## What is being asked
Go through the material below and return each line with the string "road" in it.
+++ Record excerpts
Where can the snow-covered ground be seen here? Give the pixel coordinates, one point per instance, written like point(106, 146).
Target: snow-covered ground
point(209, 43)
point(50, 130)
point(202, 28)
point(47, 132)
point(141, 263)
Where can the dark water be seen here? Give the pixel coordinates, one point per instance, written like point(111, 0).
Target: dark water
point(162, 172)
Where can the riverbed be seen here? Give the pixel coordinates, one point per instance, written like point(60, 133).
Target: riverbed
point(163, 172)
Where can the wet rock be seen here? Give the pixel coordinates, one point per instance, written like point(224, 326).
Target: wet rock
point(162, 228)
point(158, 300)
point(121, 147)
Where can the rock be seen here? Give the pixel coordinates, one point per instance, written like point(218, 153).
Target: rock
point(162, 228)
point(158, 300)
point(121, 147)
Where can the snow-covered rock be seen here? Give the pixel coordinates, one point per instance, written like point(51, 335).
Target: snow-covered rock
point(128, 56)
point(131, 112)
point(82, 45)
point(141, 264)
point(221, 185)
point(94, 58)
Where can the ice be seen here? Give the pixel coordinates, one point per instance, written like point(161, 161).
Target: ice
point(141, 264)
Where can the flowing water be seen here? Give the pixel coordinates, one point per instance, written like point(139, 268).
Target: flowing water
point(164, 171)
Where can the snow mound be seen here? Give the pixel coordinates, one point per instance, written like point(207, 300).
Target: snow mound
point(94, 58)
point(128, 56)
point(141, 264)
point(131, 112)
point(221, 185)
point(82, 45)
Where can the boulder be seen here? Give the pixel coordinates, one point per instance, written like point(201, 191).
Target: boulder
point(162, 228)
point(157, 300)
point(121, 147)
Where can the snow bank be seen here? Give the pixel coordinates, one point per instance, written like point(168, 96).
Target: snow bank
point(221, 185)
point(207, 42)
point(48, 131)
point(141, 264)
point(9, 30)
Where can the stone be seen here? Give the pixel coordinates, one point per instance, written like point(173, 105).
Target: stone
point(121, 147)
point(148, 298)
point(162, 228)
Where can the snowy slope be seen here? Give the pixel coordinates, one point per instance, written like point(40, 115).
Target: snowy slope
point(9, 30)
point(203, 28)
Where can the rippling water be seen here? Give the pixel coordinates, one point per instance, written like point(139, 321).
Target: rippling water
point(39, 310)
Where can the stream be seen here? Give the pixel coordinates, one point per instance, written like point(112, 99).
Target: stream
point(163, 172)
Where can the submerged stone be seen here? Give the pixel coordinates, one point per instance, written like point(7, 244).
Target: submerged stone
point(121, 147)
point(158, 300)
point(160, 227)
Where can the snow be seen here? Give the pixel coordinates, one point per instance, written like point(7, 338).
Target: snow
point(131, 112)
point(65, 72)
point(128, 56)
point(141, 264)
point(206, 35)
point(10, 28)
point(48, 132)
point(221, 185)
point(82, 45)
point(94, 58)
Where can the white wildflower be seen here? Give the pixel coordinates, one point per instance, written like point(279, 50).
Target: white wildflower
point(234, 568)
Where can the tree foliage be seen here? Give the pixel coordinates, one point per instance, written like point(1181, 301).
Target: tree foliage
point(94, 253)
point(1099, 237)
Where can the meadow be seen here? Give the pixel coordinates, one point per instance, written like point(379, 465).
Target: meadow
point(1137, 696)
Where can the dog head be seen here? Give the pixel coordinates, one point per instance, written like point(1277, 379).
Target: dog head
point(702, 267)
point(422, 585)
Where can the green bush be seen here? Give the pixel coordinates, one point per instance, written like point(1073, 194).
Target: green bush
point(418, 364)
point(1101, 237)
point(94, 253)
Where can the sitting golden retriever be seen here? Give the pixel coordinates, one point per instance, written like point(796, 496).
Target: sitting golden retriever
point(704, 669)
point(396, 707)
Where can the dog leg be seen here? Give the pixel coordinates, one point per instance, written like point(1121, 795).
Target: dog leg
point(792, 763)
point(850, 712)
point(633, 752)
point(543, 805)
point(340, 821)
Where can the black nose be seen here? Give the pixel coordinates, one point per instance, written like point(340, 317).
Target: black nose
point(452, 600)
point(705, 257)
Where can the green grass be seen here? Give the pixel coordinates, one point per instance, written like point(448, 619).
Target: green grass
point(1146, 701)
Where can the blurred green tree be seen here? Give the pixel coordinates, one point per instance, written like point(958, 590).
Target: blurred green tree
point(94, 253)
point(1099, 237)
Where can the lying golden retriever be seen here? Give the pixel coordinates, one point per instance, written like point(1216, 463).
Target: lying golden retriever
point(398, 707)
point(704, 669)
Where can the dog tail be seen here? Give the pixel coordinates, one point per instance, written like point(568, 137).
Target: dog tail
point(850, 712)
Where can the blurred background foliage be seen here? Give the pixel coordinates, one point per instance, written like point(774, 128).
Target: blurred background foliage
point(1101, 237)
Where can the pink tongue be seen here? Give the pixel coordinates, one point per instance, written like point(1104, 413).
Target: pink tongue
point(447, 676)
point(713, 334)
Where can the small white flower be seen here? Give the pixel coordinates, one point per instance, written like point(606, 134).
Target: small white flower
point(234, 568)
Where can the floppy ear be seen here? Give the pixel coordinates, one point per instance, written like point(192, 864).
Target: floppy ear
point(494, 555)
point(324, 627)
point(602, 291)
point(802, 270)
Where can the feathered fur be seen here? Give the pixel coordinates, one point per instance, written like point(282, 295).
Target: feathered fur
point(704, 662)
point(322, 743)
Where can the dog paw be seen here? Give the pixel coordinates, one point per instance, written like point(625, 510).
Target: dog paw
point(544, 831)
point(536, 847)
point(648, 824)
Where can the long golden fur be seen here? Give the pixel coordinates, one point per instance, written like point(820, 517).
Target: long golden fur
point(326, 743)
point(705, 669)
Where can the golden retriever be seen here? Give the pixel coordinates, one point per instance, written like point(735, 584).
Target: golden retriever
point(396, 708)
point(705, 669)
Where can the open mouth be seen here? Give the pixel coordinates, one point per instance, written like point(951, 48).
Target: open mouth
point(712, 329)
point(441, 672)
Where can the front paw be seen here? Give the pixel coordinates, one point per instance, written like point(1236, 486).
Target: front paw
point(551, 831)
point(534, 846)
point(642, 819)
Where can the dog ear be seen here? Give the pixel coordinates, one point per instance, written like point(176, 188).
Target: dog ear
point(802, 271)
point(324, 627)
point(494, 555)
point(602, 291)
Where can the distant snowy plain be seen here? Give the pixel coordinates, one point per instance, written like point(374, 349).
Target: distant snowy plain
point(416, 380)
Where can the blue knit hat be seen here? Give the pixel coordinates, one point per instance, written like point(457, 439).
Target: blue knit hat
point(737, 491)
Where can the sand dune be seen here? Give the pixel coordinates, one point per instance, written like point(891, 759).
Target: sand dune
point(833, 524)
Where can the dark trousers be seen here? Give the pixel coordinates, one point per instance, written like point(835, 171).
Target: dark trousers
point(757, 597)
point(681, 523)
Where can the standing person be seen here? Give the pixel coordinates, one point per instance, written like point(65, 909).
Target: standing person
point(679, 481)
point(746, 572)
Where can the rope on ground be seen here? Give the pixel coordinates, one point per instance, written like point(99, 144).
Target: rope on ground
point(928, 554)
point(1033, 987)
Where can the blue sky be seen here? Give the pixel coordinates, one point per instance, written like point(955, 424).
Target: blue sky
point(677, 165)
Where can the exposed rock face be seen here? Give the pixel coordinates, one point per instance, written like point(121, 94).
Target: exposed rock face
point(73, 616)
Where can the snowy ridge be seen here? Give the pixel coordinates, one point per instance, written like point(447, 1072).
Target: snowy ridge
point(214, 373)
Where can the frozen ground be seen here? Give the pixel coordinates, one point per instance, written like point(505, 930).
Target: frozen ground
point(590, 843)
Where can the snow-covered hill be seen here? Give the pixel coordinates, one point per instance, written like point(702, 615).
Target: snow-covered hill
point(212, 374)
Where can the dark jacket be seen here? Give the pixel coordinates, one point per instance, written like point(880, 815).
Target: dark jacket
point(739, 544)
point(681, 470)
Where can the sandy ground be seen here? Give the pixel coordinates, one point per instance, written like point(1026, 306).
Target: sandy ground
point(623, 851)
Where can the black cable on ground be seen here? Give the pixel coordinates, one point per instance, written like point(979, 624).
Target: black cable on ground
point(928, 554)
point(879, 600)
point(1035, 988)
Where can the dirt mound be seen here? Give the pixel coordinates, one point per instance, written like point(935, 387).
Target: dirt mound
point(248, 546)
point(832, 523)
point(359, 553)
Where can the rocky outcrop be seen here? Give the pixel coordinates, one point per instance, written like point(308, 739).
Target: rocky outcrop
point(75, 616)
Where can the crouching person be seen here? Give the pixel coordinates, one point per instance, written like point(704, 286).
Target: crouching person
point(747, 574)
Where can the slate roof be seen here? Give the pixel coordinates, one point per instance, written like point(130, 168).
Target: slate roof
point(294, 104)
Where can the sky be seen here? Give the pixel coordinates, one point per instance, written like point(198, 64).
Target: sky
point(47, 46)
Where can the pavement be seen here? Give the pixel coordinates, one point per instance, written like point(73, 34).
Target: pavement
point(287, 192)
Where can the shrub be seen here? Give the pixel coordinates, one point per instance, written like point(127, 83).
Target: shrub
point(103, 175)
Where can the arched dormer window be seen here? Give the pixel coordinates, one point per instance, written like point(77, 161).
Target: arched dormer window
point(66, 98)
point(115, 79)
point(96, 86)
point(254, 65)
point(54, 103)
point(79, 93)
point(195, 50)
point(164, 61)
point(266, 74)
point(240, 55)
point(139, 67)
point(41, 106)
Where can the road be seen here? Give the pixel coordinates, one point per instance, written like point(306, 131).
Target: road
++++++
## Task answer
Where can the road be seen here? Give the pixel coordinates, one point per instance, written like point(306, 131).
Target: road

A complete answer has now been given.